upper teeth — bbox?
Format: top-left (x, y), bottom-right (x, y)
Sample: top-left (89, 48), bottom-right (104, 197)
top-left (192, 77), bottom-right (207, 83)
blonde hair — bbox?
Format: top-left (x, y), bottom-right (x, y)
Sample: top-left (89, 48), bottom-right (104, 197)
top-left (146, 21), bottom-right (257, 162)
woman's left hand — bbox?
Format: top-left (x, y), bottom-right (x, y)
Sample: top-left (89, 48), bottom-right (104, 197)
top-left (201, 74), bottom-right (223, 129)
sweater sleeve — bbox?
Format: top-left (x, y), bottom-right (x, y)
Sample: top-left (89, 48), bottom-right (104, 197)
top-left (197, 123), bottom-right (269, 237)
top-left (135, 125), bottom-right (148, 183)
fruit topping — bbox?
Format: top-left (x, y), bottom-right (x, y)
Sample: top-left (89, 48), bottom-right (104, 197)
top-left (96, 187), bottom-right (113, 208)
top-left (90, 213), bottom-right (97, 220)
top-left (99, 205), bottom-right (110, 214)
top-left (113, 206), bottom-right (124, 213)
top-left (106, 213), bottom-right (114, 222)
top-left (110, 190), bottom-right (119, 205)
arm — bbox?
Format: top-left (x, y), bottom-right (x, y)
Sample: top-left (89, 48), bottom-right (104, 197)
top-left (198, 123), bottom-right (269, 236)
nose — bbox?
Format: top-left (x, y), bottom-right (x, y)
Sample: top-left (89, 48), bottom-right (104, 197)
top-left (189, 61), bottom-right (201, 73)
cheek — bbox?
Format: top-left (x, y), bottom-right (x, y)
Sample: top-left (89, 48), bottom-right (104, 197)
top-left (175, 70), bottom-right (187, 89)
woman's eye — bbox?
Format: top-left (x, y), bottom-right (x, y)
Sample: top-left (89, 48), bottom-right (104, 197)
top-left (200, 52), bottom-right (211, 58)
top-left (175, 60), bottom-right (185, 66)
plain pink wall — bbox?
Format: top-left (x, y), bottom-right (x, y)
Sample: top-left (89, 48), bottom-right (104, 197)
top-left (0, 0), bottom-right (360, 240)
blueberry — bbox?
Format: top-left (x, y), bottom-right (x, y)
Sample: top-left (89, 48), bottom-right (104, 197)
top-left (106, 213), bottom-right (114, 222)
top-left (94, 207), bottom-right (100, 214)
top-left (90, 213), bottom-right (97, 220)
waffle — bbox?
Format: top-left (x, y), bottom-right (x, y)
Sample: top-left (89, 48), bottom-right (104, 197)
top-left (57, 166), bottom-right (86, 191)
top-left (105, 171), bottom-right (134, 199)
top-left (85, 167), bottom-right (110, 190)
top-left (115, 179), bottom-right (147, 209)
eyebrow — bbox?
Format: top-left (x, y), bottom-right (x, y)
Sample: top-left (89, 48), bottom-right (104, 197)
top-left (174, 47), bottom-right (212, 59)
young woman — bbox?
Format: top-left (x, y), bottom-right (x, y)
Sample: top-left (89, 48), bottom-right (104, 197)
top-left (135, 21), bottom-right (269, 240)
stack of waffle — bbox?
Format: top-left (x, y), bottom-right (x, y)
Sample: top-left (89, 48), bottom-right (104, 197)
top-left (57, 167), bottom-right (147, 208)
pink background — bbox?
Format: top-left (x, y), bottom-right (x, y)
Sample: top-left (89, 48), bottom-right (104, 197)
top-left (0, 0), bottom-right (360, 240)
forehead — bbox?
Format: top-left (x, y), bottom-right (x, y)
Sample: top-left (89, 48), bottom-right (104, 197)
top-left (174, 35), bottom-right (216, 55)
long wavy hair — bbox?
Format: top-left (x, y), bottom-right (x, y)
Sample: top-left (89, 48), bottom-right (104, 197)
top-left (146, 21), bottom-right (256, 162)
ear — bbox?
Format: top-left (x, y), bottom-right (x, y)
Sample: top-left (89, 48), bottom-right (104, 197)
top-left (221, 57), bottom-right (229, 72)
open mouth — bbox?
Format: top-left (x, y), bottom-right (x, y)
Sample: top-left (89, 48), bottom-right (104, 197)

* **What is expected**
Identify every line in the entries above that contains the word "hair", and copy each such line. Treat the match as case-sensitive.

* **Result of this task**
blonde hair — bbox?
long wavy hair — bbox?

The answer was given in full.